__Brano da leggere__
......

Nel mio caso, il decorso giudiziario non ha voluto prendere seriamente in considerazione la situazione di pericolo in cui versa mio figlio, e mi piacerebbe saperne il motivo. I messaggi divulgati nei ctu durante questi anni sono piuttosto chiari, anche se spesso controversi, e non sono state seguite le indicazioni che sono state date. Le ammonizioni verbali non sono sufficienti, occorre agire per il benessere di mio figlio, che ad oggi manifesta dei disagi importanti.
Di che entità?
Disturbi comportamentali causati da un pressing psicologico importante contro di me. Quando mio figlio era più piccolo e meno plasmato raccontava il modo in cui gli veniva ordinato di comportarsi nei miei riguardi. Questo lo ha portato ad essere un ragazzo che ha degli atteggiamenti di onnipotenza, non essendo in grado di relazionarsi con la collettività, non accetta il confronto per paura di perdere, totalmente dipendente dal ragionamento di un genitore. Non è libero di pensare per sè, non esprime una sua individualità, e ad oggi presenta il rifiuto del padre.
Poi, nel 2010, viene proposta la richiesta di affidamento congiunto, ma accade qualcosa..
Si, per ostacolare questa eventualità, sono stato registrato in presenza di mio figlio in quel periodo in cui lui era già in grado di esprimere la sua personalità attraverso gli occhi della madre. L’intento era quello di dimostrare non solo la mia incompetenza genitoriale ma soprattutto l’inaffidabilità, la situazione di pericolo in cui mio figlio versava in mia presenza. A fronte di questo, dopo aver denunciato queste procedure sono ancora in attesa di sentenza.
E ad oggi? Cosa succede oggi?
Ho perso il rapporto che mi sono costruito con mio figlio negli anni, le grandi e piccole soddisfazioni che ho conquistato con sforzi disumani, i viaggi insieme, anche quelli sempre minati da telefonate di polizia e assistenti sociali su richiesta della madre. Non ho rapporti con lui dal 2011, da quando le discussioni si sono estremizzate e il ragazzo ha manifestato con più fermezza il rifiuto nei miei confronti. Ad un certo punto non riuscivo più a gestire i suoi comportamenti,il nostro rapporto. Ora non resta che attendere che la giustizia faccia il suo corso, perché nonostante tutto credo che sia ancora possibile.

......

__Righe dei dati__
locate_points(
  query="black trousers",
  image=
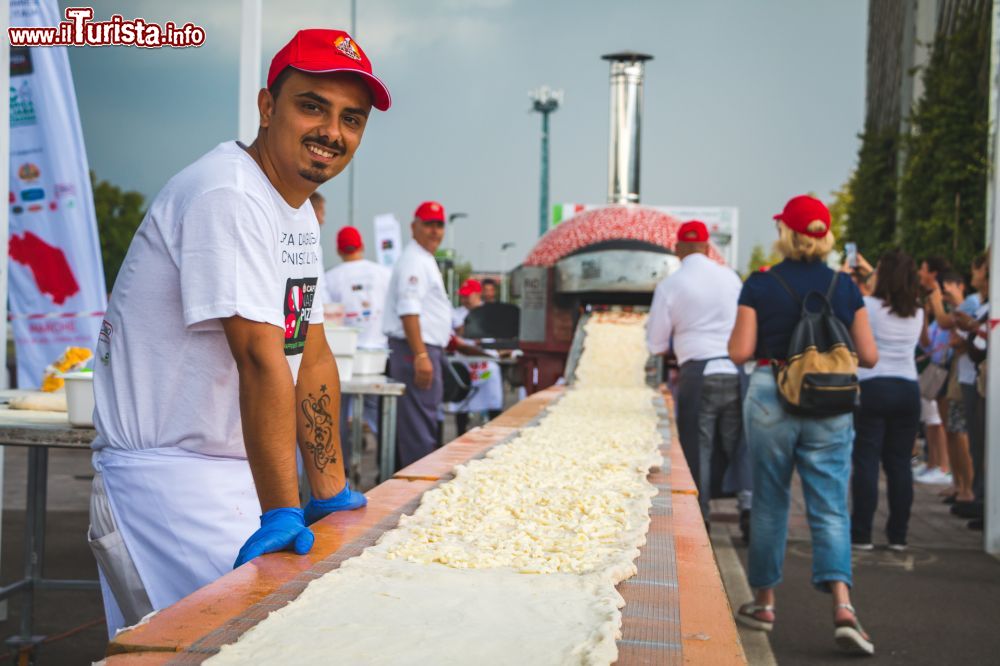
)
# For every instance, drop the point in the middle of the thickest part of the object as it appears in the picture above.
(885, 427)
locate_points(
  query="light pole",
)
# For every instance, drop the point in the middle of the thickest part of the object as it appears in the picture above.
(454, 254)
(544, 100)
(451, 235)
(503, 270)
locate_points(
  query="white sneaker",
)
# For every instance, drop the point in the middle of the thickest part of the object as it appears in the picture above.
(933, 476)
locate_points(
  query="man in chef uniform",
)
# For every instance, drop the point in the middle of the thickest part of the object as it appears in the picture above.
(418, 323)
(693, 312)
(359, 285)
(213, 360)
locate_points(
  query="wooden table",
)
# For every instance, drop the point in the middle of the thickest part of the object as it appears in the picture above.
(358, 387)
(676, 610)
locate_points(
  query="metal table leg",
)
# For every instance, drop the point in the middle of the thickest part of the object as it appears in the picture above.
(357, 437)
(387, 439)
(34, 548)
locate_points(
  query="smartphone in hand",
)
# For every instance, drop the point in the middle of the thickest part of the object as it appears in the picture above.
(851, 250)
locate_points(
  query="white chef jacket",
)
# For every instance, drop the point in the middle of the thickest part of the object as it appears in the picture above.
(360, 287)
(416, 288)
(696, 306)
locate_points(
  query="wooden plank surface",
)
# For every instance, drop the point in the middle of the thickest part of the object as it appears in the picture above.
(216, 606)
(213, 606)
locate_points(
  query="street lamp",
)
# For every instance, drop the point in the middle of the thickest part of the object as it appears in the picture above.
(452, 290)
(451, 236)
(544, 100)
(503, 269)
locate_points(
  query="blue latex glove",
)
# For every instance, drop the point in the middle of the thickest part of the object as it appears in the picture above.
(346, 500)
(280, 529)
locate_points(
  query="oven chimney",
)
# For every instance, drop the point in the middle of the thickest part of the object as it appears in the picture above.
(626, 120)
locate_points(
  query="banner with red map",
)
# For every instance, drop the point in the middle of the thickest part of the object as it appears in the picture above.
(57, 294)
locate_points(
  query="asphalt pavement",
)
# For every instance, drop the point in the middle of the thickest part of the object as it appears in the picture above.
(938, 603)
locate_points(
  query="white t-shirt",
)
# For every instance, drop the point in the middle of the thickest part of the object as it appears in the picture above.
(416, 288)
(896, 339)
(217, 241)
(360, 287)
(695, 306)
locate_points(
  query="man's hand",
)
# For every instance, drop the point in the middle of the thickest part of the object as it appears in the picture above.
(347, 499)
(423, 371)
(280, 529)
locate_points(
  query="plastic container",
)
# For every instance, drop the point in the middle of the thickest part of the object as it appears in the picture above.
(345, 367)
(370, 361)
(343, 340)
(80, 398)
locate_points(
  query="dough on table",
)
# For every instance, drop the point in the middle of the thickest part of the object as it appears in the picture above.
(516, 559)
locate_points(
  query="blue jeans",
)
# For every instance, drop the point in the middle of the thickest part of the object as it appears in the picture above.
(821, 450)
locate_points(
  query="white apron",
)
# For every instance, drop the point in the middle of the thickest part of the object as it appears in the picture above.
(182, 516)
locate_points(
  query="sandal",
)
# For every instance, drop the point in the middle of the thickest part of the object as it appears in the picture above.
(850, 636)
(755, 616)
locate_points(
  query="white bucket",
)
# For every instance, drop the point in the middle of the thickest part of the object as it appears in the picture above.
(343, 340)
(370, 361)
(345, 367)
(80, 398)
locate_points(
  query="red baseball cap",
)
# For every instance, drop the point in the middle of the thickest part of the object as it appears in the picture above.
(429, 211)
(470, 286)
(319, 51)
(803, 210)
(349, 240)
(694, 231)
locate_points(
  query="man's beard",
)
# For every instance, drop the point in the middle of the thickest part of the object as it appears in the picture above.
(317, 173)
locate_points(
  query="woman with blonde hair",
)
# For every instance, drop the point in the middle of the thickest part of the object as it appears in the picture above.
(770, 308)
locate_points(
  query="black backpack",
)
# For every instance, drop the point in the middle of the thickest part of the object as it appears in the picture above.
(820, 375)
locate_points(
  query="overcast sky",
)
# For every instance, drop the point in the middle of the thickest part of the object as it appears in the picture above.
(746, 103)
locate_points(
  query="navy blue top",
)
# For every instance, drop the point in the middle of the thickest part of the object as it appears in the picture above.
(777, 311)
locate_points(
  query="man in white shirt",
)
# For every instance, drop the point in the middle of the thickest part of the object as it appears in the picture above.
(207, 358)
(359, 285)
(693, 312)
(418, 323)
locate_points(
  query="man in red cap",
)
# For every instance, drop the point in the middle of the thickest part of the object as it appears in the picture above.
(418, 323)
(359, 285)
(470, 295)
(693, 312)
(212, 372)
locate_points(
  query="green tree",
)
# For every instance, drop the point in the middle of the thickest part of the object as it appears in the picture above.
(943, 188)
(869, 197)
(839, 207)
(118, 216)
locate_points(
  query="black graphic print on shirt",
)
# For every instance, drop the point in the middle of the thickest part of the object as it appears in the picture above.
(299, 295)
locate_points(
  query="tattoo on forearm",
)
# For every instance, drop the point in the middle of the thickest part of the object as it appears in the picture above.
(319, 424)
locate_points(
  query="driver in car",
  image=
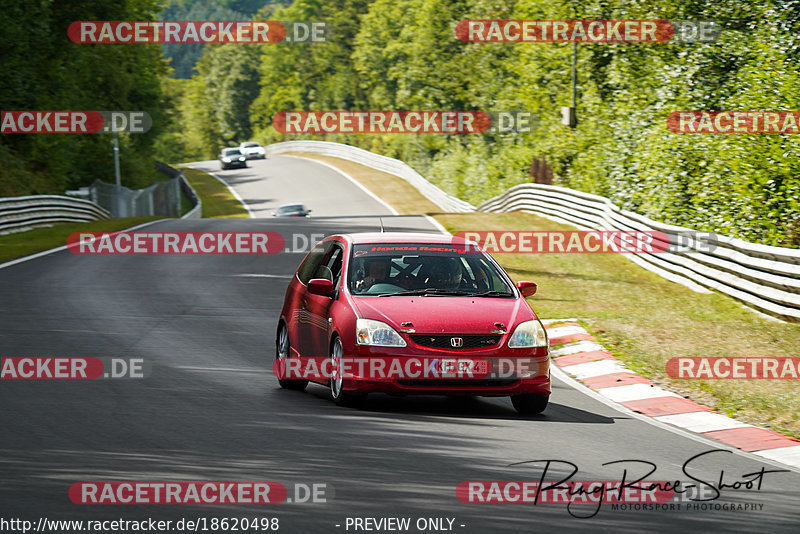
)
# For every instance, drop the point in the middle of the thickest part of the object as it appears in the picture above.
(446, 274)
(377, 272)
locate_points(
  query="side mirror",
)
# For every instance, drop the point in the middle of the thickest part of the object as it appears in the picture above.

......

__Cosa si chiede__
Trascrivi senza alcuna modifica la parte dell'intervista sull'affidamento del figlio che si apre con le parole contenenti "Si, per ostacolare" e si chiude con "Cosa succede oggi?".

__Risposta completa__
Si, per ostacolare questa eventualità, sono stato registrato in presenza di mio figlio in quel periodo in cui lui era già in grado di esprimere la sua personalità attraverso gli occhi della madre. L’intento era quello di dimostrare non solo la mia incompetenza genitoriale ma soprattutto l’inaffidabilità, la situazione di pericolo in cui mio figlio versava in mia presenza. A fronte di questo, dopo aver denunciato queste procedure sono ancora in attesa di sentenza.
E ad oggi? Cosa succede oggi?